## WRITTEN TASK:
Counting case-sensitively, how many lines of the records below contain the word "ground"? Reply with the number only.

## Region labeling records:
[start]
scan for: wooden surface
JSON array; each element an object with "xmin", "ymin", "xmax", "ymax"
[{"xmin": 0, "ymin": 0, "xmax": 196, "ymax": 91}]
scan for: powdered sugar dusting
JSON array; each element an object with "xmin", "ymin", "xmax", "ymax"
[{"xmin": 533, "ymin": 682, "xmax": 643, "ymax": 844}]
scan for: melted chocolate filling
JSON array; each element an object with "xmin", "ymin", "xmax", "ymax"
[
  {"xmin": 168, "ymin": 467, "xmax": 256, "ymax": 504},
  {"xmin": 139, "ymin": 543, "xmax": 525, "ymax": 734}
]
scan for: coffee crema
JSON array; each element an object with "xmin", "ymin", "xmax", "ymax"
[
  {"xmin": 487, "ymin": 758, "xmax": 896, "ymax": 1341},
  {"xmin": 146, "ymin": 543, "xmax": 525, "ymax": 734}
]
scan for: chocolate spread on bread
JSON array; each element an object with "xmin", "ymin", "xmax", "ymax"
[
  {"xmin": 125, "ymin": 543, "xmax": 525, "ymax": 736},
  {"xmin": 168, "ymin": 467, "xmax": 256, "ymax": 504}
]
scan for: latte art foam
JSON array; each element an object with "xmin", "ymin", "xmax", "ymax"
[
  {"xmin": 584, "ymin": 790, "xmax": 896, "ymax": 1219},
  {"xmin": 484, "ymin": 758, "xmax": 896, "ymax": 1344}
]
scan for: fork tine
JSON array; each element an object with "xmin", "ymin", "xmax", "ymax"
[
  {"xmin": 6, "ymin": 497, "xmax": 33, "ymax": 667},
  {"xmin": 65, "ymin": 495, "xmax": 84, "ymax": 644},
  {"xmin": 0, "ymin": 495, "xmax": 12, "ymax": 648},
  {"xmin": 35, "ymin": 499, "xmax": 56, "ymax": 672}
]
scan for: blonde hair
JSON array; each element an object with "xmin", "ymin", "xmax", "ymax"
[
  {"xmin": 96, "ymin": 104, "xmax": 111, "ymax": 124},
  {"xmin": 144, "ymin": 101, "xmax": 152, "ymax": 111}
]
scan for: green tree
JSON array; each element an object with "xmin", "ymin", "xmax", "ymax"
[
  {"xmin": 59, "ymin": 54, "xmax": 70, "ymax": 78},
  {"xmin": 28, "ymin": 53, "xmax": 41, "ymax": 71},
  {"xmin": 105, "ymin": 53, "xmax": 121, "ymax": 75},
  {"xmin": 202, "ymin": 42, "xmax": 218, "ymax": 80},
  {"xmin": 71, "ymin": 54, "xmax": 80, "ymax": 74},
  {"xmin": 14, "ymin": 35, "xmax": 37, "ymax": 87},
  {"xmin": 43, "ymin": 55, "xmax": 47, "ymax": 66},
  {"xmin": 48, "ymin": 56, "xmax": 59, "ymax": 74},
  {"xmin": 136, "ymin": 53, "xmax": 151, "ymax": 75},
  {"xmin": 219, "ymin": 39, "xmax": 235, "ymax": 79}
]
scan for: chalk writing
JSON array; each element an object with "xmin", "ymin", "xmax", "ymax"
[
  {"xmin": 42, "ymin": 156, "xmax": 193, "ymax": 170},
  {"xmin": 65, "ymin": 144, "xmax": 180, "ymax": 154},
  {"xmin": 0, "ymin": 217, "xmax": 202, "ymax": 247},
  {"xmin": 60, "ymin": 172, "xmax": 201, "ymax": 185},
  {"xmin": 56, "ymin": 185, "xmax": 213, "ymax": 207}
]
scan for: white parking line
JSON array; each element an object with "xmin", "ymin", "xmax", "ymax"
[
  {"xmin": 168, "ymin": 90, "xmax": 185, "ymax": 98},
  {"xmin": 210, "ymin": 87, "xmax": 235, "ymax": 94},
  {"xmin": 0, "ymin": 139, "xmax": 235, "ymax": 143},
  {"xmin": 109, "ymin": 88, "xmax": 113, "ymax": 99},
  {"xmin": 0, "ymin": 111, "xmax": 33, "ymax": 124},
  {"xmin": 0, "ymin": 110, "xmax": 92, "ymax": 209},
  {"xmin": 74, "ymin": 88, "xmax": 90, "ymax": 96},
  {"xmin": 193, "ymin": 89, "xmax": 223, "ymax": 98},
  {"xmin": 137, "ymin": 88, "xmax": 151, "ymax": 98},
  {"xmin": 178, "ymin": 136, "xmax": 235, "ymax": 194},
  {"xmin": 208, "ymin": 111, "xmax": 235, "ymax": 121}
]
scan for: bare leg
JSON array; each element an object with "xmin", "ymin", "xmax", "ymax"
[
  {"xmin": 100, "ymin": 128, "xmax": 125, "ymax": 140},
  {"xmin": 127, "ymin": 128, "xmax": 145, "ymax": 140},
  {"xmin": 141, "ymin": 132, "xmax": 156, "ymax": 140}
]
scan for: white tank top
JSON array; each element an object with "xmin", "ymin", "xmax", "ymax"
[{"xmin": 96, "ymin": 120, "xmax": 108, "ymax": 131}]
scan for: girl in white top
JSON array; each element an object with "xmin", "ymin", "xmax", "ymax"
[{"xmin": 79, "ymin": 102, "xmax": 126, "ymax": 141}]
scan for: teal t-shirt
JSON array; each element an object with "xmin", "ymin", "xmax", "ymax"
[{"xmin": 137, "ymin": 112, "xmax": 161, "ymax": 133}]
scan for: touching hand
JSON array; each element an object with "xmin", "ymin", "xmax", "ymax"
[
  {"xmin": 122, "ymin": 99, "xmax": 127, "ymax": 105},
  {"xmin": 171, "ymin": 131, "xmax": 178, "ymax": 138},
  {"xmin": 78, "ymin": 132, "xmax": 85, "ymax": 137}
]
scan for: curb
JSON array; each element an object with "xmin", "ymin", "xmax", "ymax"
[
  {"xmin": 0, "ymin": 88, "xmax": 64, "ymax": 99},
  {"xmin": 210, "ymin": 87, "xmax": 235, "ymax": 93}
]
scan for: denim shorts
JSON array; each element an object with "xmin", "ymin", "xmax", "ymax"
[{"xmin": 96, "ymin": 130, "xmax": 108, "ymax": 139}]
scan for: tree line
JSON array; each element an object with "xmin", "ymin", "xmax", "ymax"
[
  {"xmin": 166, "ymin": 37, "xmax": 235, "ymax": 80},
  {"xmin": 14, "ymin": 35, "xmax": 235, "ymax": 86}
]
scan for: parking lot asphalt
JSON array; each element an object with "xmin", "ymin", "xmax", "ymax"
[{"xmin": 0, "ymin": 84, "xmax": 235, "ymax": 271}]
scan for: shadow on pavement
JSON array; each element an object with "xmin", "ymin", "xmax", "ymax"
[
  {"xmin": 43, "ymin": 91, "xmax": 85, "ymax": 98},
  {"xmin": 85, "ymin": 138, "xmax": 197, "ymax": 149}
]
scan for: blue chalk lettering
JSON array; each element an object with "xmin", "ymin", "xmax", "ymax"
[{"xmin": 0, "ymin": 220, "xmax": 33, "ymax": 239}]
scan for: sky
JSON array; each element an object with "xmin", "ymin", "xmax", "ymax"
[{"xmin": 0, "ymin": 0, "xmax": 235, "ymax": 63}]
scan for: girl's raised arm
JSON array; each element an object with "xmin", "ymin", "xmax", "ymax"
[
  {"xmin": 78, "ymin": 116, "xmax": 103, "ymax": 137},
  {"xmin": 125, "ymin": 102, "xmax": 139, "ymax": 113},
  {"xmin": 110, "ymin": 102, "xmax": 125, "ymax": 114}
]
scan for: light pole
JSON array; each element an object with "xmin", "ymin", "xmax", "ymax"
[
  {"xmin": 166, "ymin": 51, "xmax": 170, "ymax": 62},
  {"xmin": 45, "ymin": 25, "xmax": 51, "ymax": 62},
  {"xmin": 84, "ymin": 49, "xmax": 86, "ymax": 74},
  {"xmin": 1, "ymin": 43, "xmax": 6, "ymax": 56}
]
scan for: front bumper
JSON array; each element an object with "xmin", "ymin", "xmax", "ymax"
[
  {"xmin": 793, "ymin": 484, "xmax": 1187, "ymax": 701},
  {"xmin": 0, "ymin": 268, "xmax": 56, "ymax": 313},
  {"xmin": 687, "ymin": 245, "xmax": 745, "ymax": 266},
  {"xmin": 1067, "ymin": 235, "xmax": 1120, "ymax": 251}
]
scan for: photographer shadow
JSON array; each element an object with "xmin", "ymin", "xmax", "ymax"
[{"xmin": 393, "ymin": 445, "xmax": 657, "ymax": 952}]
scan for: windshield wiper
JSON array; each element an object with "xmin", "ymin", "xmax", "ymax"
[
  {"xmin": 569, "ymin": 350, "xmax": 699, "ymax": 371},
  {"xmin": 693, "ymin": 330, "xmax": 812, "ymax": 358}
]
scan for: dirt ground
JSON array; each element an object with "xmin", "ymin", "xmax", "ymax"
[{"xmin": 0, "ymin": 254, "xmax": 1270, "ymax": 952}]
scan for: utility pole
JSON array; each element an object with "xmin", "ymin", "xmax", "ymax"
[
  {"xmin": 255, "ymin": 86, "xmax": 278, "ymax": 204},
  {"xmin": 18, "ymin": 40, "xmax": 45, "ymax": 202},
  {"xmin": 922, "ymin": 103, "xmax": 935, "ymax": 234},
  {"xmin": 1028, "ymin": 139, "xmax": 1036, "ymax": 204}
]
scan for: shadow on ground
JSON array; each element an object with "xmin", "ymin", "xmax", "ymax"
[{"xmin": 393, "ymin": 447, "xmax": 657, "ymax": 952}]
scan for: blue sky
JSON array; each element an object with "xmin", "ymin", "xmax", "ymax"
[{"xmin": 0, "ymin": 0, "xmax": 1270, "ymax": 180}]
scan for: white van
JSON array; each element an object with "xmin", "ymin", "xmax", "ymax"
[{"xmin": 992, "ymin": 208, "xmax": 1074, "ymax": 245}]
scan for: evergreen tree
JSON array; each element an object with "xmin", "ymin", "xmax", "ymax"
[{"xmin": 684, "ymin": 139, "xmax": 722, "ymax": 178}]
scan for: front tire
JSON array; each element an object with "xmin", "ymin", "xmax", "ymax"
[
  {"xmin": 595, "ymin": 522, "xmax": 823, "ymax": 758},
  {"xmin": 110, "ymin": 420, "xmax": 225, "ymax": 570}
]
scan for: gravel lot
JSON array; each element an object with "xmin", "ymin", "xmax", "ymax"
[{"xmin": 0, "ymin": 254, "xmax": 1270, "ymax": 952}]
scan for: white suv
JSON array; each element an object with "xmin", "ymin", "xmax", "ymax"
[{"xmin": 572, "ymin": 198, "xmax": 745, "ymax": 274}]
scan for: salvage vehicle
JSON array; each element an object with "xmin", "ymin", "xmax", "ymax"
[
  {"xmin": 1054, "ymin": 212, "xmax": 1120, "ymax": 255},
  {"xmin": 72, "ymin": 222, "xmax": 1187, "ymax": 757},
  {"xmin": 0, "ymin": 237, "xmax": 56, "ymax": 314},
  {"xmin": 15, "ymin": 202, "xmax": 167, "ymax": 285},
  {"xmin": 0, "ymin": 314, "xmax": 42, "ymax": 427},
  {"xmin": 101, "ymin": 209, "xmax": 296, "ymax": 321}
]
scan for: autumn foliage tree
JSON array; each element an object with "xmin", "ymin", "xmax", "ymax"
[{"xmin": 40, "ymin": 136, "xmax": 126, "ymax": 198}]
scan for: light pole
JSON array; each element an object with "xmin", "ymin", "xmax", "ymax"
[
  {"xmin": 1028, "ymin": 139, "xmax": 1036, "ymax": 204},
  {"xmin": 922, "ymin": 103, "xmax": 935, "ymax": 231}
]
[end]
## RESULT OF THIS TASK:
2